▶ _TEXTE À LIRE_
«Tu resteras toujours dans mon coeur d'enfant»



J'ai reçu de nombreux messages sur FB avant la suppression de mon compte en 2020. Ils m'ont extrêmement touché, ému, bouleversé. Et l'un d'eux encore plus que tous les autres. Celui d'Elsa. C'est aujourd'hui une femme, une maman, mais elle était enfant quand je l'ai connue dans la dernière classe où j'ai travaillé en tant qu'instit. C'était un CE2.
Cette année-là, mon premier livre est paru et je suis devenu écrivain... Je n'ai pas pu m'empêcher de dire ma joie à mes élèves. Et puis j'ai regretté de l'avoir fait. Ce livre, ils risquaient de le chercher, de le lire... C'était Un pacte avec le diable, où David meurt d'overdose... Je me suis dis alors qu'il valait mieux que je fasse une lecture collective de ce roman, pour pouvoir mieux maîtriser l'émotion possible, échanger ensuite sur cette histoire (ce fut d'ailleurs un échange passionnant et qui m'a ô combien étonné !).

▶ _ÉNONCÉ_
Recopiez le texte sur le message d'Elsa en entier, sans y changer un seul mot. La liste qui suit n'est pas utile pour ce travail.

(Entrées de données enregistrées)
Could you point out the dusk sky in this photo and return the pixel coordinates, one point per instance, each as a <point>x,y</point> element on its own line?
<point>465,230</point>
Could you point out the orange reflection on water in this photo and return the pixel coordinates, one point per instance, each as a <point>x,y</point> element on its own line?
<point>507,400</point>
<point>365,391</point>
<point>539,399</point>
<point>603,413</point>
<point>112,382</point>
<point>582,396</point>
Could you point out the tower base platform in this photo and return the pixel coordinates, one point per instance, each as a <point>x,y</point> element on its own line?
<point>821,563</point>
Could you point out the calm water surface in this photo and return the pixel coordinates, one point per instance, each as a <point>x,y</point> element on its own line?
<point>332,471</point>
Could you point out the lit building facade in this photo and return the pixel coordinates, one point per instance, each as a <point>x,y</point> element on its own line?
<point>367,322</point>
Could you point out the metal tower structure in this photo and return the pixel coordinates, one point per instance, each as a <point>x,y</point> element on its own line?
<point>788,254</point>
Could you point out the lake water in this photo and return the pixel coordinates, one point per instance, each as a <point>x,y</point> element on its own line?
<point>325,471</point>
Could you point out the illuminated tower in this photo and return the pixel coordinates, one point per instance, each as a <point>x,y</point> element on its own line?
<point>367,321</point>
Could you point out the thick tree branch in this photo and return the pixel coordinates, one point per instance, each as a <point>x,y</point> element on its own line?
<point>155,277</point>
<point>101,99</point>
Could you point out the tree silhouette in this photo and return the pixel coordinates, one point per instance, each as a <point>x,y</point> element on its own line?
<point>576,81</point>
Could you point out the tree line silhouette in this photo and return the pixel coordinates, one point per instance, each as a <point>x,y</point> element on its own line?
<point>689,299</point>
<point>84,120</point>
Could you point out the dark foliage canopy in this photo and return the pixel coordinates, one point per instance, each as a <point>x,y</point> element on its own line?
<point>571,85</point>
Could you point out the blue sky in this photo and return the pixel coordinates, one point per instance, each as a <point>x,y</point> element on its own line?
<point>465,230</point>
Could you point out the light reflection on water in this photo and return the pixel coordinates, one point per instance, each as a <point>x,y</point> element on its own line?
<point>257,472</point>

▶ _CORRIGÉ_
«Tu resteras toujours dans mon coeur d'enfant»



J'ai reçu de nombreux messages sur FB avant la suppression de mon compte en 2020. Ils m'ont extrêmement touché, ému, bouleversé. Et l'un d'eux encore plus que tous les autres. Celui d'Elsa. C'est aujourd'hui une femme, une maman, mais elle était enfant quand je l'ai connue dans la dernière classe où j'ai travaillé en tant qu'instit. C'était un CE2.
Cette année-là, mon premier livre est paru et je suis devenu écrivain... Je n'ai pas pu m'empêcher de dire ma joie à mes élèves. Et puis j'ai regretté de l'avoir fait. Ce livre, ils risquaient de le chercher, de le lire... C'était Un pacte avec le diable, où David meurt d'overdose... Je me suis dis alors qu'il valait mieux que je fasse une lecture collective de ce roman, pour pouvoir mieux maîtriser l'émotion possible, échanger ensuite sur cette histoire (ce fut d'ailleurs un échange passionnant et qui m'a ô combien étonné !).